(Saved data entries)
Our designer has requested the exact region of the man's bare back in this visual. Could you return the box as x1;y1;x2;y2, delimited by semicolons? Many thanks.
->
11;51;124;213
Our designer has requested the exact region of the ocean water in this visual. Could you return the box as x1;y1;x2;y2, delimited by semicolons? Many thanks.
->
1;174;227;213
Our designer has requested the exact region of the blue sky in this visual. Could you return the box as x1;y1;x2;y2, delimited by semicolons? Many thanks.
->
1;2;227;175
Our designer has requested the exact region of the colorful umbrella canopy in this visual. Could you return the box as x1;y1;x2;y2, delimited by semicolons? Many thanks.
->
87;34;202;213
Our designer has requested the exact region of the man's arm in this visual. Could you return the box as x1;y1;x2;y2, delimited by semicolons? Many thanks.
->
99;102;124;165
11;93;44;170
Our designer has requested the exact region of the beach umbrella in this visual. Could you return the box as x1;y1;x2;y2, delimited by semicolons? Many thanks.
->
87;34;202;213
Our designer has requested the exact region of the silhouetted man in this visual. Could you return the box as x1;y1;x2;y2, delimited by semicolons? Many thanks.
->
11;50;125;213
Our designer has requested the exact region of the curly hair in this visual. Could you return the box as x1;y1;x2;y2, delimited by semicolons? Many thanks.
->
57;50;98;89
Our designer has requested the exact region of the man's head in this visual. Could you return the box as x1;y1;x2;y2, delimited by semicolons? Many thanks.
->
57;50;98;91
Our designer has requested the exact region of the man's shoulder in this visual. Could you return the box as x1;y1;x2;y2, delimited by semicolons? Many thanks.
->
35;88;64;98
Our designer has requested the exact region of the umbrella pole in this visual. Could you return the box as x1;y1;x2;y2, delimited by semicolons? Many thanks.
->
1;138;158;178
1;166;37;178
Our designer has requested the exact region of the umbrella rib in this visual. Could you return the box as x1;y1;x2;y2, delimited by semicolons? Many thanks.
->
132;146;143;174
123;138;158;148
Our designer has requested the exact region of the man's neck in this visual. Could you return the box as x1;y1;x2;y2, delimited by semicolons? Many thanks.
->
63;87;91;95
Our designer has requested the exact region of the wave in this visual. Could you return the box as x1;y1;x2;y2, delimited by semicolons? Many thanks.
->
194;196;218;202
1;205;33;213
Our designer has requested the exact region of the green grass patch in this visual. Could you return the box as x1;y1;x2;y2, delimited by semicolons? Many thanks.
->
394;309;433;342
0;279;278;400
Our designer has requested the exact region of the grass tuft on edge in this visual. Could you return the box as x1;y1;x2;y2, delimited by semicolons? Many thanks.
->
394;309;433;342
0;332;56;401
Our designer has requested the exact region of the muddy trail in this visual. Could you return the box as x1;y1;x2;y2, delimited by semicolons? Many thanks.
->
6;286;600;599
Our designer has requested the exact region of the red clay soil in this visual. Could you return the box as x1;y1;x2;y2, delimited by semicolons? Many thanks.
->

§ Exercise
Out of the entries, report each line that contains the word "umbrella".

§ Reply to the task
Our designer has requested the exact region of the colorful umbrella canopy in this visual. Could you return the box as x1;y1;x2;y2, delimited by semicolons? Many thanks.
Our designer has requested the exact region of the beach umbrella in this visual. Could you return the box as x1;y1;x2;y2, delimited by semicolons? Many thanks.
Our designer has requested the exact region of the umbrella pole in this visual. Could you return the box as x1;y1;x2;y2, delimited by semicolons? Many thanks.
Our designer has requested the exact region of the umbrella rib in this visual. Could you return the box as x1;y1;x2;y2, delimited by semicolons? Many thanks.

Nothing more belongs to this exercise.